WORK INSTRUCTIONS =
Please continue the news report on Dublin pubs planning to reopen as restaurants, starting right after its last sentence about the hoteliers and the tourism taskforce.

A survey indicates that four out of every ten Dublin pubs are planning on reopening as restaurants at the end of June under Phase three of the lifting of coronavirus restrictions on social and economic life. 

The study was carried out by the Licensed Vintners Association, which represents publicans in Dublin. 

When applied to the 750 pubs located across the capital, that means approximately 330 are planning to reopen. 

Earlier this month the Taoiseach warned that the phased lifting of restrictions would be dependant on the success of the previous one. 

Leo Varadkar said that if any phase resulted in a "second wave" of the virus, restrictions would be reimposed.

Under the Government's current roadmap to ease lockdown measures, pubs are not due to reopen until the fifth and final stage - on August 10.

But 40% of pubs surveyed by the LVA in Dublin said they hold restaurant certificates and are planning to re-open their doors on June 29, when the restaurants are allowed re-start business. 

The survey also revealed that food is available at over 72% of the premises. 

The LVA said that delivering food is a major aspect of business for pubs and they should not be treated differently to other venues that serve food and alcohol. 

The LVA's chief executive Donall O'Keeffe said the survey highlights the urgent need for the Government to engage with the pub sector. 

He said that food is a major aspect of the pub business and the LVA expects there will be a strong demand for these venues, with many pubs reporting a significant public appetite for when they will be serving food again. 

He added that recent Bord Bia research also shows more people eat out at pubs than they do at full service restaurants or cafes.

Meanwhile, hoteliers have welcomed the news that the Government has set up a taskforce to to spearhead recovery in the tourism sector.

RECORDED INFORMATION =
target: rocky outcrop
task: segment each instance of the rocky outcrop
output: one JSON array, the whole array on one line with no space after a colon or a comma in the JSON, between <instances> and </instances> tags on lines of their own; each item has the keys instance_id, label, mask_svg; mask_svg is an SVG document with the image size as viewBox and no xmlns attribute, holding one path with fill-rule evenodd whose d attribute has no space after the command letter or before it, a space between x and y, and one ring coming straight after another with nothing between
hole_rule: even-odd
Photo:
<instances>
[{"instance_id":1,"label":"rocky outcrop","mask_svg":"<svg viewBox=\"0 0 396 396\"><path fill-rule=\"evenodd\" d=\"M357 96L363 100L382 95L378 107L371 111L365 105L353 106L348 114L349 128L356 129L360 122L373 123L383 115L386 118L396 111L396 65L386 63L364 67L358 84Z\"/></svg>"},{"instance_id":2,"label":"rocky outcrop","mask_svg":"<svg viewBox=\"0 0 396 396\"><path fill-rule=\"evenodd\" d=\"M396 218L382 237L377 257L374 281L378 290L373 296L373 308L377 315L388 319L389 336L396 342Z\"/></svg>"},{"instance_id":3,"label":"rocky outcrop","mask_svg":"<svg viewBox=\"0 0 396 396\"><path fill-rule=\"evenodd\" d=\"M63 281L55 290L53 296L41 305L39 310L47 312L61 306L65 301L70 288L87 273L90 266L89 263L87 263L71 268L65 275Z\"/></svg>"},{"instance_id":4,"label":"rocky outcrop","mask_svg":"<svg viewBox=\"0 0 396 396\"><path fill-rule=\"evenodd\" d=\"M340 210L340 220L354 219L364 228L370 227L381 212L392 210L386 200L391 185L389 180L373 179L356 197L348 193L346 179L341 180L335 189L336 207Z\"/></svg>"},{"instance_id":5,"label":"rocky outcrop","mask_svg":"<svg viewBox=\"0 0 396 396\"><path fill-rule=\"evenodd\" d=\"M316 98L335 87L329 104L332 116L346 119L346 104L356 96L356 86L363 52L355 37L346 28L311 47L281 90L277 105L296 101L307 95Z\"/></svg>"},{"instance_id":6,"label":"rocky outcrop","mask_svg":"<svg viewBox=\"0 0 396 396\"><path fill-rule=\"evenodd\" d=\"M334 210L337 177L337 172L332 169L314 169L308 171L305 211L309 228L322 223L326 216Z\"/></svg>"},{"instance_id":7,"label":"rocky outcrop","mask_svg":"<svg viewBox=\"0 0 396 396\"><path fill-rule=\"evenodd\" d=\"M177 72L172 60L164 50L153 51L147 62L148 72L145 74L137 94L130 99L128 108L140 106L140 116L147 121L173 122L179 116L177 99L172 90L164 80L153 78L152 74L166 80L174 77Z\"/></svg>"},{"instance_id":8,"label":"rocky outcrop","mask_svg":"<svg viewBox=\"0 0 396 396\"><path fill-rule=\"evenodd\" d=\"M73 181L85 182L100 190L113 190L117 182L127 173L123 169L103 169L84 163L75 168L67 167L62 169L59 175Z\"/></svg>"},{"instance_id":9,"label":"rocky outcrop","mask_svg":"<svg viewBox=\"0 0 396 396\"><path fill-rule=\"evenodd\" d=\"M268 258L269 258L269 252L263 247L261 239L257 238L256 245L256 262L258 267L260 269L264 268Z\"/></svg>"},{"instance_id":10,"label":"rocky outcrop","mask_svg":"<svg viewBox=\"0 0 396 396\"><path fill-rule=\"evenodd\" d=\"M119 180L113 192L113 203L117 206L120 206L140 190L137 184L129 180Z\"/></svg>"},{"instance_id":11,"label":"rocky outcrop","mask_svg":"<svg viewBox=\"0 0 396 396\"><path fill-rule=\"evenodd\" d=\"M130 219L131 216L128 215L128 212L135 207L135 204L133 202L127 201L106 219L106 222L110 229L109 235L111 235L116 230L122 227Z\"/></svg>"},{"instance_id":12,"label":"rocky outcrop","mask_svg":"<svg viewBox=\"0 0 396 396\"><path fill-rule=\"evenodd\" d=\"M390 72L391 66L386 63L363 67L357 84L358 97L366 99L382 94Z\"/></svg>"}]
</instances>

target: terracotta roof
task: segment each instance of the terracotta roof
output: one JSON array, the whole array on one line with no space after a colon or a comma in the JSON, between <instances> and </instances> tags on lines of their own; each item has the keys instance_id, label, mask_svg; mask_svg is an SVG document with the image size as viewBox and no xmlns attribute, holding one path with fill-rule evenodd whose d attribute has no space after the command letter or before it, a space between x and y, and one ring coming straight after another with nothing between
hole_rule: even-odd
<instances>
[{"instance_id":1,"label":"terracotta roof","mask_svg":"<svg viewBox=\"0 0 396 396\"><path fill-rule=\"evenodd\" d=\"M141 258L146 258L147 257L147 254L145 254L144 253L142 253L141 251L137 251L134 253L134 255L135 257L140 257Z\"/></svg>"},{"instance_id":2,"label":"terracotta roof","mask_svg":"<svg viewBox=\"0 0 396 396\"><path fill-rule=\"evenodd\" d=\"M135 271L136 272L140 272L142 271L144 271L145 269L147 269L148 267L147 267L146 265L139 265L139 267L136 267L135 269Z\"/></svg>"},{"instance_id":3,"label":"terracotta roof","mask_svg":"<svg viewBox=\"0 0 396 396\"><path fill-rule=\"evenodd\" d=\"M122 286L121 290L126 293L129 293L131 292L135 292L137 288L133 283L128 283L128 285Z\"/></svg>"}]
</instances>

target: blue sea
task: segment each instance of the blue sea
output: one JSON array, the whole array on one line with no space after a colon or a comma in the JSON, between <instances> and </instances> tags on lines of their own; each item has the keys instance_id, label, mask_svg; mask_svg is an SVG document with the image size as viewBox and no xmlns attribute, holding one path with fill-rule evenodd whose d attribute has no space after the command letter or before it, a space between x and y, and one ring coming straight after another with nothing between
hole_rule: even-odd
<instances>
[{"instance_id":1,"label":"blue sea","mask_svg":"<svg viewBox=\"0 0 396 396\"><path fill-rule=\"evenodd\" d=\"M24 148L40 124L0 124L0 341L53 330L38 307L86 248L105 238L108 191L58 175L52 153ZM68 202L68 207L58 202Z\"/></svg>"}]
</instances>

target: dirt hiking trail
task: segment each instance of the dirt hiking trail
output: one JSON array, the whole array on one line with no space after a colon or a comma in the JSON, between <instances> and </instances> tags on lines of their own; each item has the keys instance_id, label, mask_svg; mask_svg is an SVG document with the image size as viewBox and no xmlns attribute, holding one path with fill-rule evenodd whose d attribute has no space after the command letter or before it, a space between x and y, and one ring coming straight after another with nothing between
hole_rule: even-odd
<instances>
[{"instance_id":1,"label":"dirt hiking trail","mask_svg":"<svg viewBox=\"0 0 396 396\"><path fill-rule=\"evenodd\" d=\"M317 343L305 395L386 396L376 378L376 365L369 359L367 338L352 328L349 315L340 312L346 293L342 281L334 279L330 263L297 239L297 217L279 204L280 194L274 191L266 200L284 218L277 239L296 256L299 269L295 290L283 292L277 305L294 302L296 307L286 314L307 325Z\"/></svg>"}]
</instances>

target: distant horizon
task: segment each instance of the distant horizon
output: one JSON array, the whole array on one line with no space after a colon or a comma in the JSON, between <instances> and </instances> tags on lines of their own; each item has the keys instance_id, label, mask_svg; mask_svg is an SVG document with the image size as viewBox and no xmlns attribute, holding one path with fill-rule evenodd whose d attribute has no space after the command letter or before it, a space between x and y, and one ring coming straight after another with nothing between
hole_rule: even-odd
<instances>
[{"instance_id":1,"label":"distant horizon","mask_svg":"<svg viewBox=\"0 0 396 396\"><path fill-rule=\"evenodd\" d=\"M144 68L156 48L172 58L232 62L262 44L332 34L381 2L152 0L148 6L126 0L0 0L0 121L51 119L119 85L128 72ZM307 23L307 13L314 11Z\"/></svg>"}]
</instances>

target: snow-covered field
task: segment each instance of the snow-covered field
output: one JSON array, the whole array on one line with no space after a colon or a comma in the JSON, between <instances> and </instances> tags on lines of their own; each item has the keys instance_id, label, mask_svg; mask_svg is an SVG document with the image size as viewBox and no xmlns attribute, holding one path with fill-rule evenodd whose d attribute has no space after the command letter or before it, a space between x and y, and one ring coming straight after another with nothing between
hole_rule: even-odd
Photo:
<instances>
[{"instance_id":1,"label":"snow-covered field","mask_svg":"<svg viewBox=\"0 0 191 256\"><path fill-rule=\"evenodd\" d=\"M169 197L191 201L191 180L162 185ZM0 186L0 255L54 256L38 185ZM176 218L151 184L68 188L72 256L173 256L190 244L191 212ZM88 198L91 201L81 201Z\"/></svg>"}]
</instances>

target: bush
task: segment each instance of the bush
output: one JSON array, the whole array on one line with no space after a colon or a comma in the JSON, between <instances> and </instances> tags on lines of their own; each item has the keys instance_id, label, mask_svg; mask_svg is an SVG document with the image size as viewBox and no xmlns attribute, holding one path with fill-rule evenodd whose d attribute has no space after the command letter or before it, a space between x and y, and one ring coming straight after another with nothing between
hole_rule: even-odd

RESPONSE AREA =
The group, which will have an independent chairperson, has been tasked with identifying measures required to enable Irish tourism to recover from the devastating effects of Covid-19.

"Time is now of the essence as we begin to reopen the sector, and this will require a package of sector specific measures to protect the 260,000 jobs supported by our industry," said Tim Fenn, Irish Hotels Federation chief executive.

"One of the lessons learnt from the financial crisis was the requirement to act extremely quickly so that large parts of the economy are not obliterated, with long-term consequences."

While Paul Kelly, CEO of Fáilte Ireland who is a member of the new taskforce, said it is a critical and urgent working group dedicated to ensure the tourism sector recovers from this crisis as quickly as possible.

"The impact of COVID-19 on the tourism sector has been catastrophic and the establishment by the Government of a Tourism Recovery Taskforce is very much welcomed by Fáilte Ireland," he said.

"I look forward to participating and constructively engaging with my fellow members and with our Chair Ruth Andrews who has extensive knowledge of the tourism sector."